### [Фрагмент текста]
──────────────────────────────
Как известно, ода “Вольность” в сокращении и с некоторыми изменениями введена автором в “Путешествие из Петербурга в Москву”, в главу “Тверь”. Радищев пишет, что приведенный стих осуждали за неблагозвучие — повторения Т и сочетания согласных “бства тьму претв”. Он добавляет, что некоторые почитали стих этот удачным, так как его негладкость, трудность произнесения изображает трудность самого дела — претворения тьмы рабства в свет свободы. Радищев указывает корни своей эстетики остранения. Далее здесь же, в главе “Тверь”, он говорит, что на русском языке можно писать так же благозвучно, как на итальянском. Вскоре после Радищева имитация итальянского благозвучия стала идеалом Батюшкова. Но путь Радищева был другой, хотя он учитывал разные возможности. Некоторые строфы оды трудно было понять уже современникам поэта:
Оливной ветвию венчанно,
На твердом камени седяй,
Безжалостно и хладнонравно,
Глухое божество, судяй,
Белее снега во хламиде
И в неизменном всегда виде;
Зерцало, меч, весы пред ним.
Тут истина отрежет десную,
Тут правосудие — ошую:
Се храм Закона ясно зрим.
──────────────────────────────
### [Исходные данные]
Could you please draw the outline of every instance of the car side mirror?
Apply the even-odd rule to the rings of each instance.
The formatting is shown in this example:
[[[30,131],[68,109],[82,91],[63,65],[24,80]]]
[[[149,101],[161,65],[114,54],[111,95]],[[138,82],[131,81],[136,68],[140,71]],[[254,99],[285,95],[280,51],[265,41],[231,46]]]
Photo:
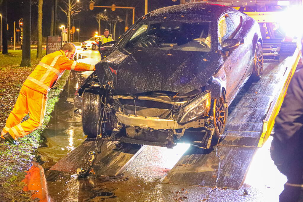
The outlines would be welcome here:
[[[102,59],[108,56],[112,51],[113,47],[116,42],[116,41],[112,41],[101,45],[100,44],[101,43],[101,41],[99,41],[99,52],[101,55]]]
[[[240,42],[237,39],[226,39],[223,42],[222,50],[229,51],[236,49],[240,45]]]

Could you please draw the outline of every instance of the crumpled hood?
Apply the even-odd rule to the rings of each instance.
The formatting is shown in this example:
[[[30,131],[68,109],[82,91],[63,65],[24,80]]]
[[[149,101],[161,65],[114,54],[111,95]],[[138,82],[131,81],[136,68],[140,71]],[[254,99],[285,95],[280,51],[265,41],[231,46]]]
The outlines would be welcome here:
[[[128,54],[116,50],[96,69],[102,84],[114,81],[115,88],[125,94],[161,90],[182,94],[205,86],[222,63],[221,55],[213,52],[144,49]]]

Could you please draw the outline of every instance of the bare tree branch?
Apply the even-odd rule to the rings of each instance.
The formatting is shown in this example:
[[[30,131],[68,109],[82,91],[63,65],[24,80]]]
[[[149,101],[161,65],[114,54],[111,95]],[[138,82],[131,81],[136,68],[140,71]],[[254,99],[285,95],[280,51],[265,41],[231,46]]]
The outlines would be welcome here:
[[[60,9],[61,9],[61,10],[62,10],[62,11],[63,12],[64,12],[64,13],[65,13],[65,15],[67,15],[67,12],[63,8],[61,8],[61,6],[60,6],[60,5],[58,5],[58,6],[59,7],[59,8],[60,8]]]

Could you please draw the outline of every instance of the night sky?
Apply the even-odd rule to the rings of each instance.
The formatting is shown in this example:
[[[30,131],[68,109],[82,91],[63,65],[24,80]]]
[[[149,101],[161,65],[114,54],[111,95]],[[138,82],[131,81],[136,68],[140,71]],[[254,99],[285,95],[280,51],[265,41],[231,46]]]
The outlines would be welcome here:
[[[58,0],[60,2],[62,0]],[[9,30],[8,33],[8,38],[10,39],[13,35],[14,21],[16,22],[16,28],[18,28],[18,23],[19,19],[22,17],[23,2],[27,1],[22,0],[9,0],[8,1],[8,23],[9,25]],[[34,37],[34,32],[35,31],[37,26],[38,17],[38,8],[36,3],[37,0],[32,0],[32,30],[33,37]],[[112,3],[115,3],[117,6],[129,6],[135,7],[135,20],[141,17],[144,15],[144,0],[125,0],[125,1],[112,1],[112,0],[99,0],[96,1],[95,5],[111,6]],[[91,11],[88,9],[89,0],[80,0],[80,3],[82,4],[83,6],[81,11],[74,17],[74,25],[76,28],[80,29],[80,34],[81,40],[83,41],[87,39],[87,37],[92,36],[95,32],[98,30],[98,23],[94,17],[96,14],[104,10],[104,8],[94,8],[94,10]],[[50,34],[51,19],[51,8],[53,5],[53,0],[44,0],[43,7],[43,19],[42,24],[42,33],[44,37]],[[179,0],[176,2],[173,2],[172,0],[148,0],[148,12],[155,9],[166,6],[176,5],[179,4]],[[122,5],[122,4],[123,4]],[[2,8],[0,6],[0,13],[2,12]],[[109,8],[108,10],[110,10]],[[114,12],[114,15],[118,14],[122,19],[125,19],[126,9],[116,10],[116,11]],[[111,11],[110,12],[112,12]],[[61,24],[67,25],[67,18],[65,14],[58,7],[57,9],[57,35],[60,35],[61,30],[59,27]],[[129,10],[129,18],[130,25],[132,24],[132,10]],[[105,22],[102,21],[101,30],[103,30],[105,28],[109,28],[108,25]],[[118,23],[117,24],[116,29],[116,34],[120,35],[124,31],[125,25],[125,21]],[[78,34],[75,36],[78,39]]]

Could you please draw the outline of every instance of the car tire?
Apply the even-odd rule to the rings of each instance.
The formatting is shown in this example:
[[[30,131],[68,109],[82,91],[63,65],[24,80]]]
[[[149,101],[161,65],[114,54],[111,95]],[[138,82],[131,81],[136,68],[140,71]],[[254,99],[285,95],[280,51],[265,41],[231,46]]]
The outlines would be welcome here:
[[[95,138],[98,135],[103,106],[100,94],[92,90],[85,90],[82,96],[82,128],[88,137]]]
[[[226,96],[223,91],[221,97],[214,99],[211,107],[211,116],[214,118],[211,123],[215,128],[213,139],[218,140],[223,135],[225,129],[228,116],[228,109],[226,104]]]
[[[263,72],[263,50],[261,43],[258,41],[256,46],[254,58],[254,69],[251,77],[253,80],[258,81],[261,78]]]

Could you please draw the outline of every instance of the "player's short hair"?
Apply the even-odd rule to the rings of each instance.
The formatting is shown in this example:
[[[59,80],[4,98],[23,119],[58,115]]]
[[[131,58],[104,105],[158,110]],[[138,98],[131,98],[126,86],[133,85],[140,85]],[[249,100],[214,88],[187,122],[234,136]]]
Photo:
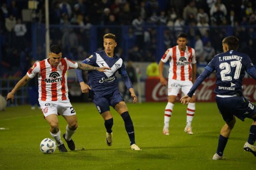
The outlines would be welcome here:
[[[178,38],[185,38],[187,39],[187,35],[185,33],[181,33],[178,35]]]
[[[116,35],[113,34],[111,33],[109,33],[108,34],[106,34],[103,36],[103,39],[105,38],[110,38],[113,39],[116,41]]]
[[[228,46],[230,50],[237,50],[239,46],[239,41],[238,38],[234,36],[227,37],[222,41],[223,43],[226,44]]]
[[[50,48],[50,51],[53,53],[58,54],[61,52],[61,48],[58,45],[53,45]]]

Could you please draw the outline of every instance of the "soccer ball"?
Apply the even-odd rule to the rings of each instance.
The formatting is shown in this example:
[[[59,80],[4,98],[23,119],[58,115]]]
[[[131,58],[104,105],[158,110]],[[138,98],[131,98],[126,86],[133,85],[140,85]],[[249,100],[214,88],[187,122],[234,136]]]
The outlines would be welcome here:
[[[40,143],[40,150],[44,153],[52,153],[56,149],[56,143],[54,140],[50,138],[43,139]]]

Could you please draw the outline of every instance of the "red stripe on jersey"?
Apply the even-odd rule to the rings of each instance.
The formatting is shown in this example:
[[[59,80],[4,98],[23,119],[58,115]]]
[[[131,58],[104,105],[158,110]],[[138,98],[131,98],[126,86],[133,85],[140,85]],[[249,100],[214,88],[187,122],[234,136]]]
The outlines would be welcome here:
[[[57,71],[57,68],[56,67],[52,66],[52,72]],[[50,78],[51,79],[51,78]],[[51,92],[52,92],[52,101],[57,101],[57,83],[52,83]]]
[[[190,66],[191,62],[192,62],[192,57],[193,56],[192,48],[188,47],[188,53],[190,54],[190,56],[188,57],[188,62],[189,62],[189,64],[188,65],[188,78],[189,80],[191,81],[191,67]]]
[[[168,49],[165,52],[165,54],[163,54],[163,56],[162,57],[162,59],[163,60],[165,60],[165,57],[166,57],[166,55],[167,55],[167,54],[168,54],[168,53],[169,52],[169,51],[170,51],[170,49]]]
[[[166,109],[165,111],[166,112],[172,112],[172,111],[170,109]]]
[[[195,110],[192,110],[192,109],[190,109],[190,108],[187,108],[187,110],[188,111],[190,111],[190,112],[195,112],[196,111]]]
[[[64,59],[64,58],[63,58],[63,59]],[[65,59],[64,59],[64,60],[65,60]],[[73,62],[73,61],[72,61],[72,60],[70,60],[69,59],[68,59],[68,58],[67,58],[67,60],[68,60],[69,61],[70,61],[70,62],[72,62],[72,63],[74,63],[74,64],[75,64],[75,62]]]
[[[60,61],[61,62],[61,65],[64,66],[64,68],[63,71],[62,71],[62,80],[61,81],[61,93],[62,96],[61,96],[61,100],[67,100],[67,96],[66,96],[66,87],[65,86],[65,83],[66,80],[65,79],[65,74],[67,71],[67,62],[65,60],[61,60]]]
[[[41,80],[41,100],[46,100],[46,83],[45,80],[46,79],[46,69],[45,68],[45,61],[43,60],[40,62],[40,71],[42,77]]]
[[[183,51],[181,51],[181,57],[185,57],[185,53]],[[185,71],[184,70],[184,66],[182,66],[181,67],[181,80],[184,81],[185,80]]]
[[[173,76],[172,79],[176,80],[177,79],[177,65],[176,65],[176,61],[177,61],[177,57],[176,56],[176,46],[172,48],[172,58],[173,59],[173,68],[172,71],[173,72]]]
──────────────────────────────
### [Задание 1]
Ответьте по фрагменту о Радищеве:
(a) В какую главу «Путешествия из Петербурга в Москву» введена ода «Вольность»?
(b) Для кого имитация итальянского благозвучия стала идеалом?
(c) Что находится перед божеством в приведенной строфе?
### [Задание 2]
Продолжите фрагмент о Радищеве после строки «Се храм Закона ясно зрим.».
Записи получены из другого источника.

### [Ответ на задание 1]
(a) В главу «Тверь».
(b) Для Батюшкова.
(c) Зерцало, меч и весы.

### [Ответ на задание 2]
Нагнетая символику, пришедшую из культуры барокко, Радищев воспевает бесстрастный, неподкупный закон. “Вольность” представляет собою произведение философское и в то же время злободневно-политическое. В ней воспевается американская революция, которая привела к созданию независимого демократического государства, воплотившего идею вольности.
Воззри на беспредельно поле,
Где стерта зверства рать стоит:
Не скот тут согнан поневоле,
Не жребий мужество дарит,
Не груда правильно стремится,
Вождем тут воин каждый зрится,
Кончины славной ищет он.
О воин непоколебимый,
Ты есть и был непобедимый,
Твой вождь — свобода, Вашингтон!
Несмотря на тяготение к высокому жанру и стилю, Радищев, конечно, был человеком своего времени — предромантиком. Его преемниками не только в общественно-политических, но и в эстетических взглядах стали поэты-декабристы, в первую очередь Кюхельбекер. Как предромантик, Радищев не был чужд и любовной лирики, обращенной к чувствам читателя, и пародирования классицистической традиции. Он пишет интереснейшую поэму-сказку “Бова”, которая до нас дошла только частично. Это — пародия на героическую поэму. Более всего удивителен начальный эпизод. Бова отплывает на корабле и, прощаясь с отчизной, поет под аккомпанемент гуслей песню разлуки. Эпизод этот прямо предвосхищает песнь первую байроновского “Паломничества Чайльд-Гарольда”.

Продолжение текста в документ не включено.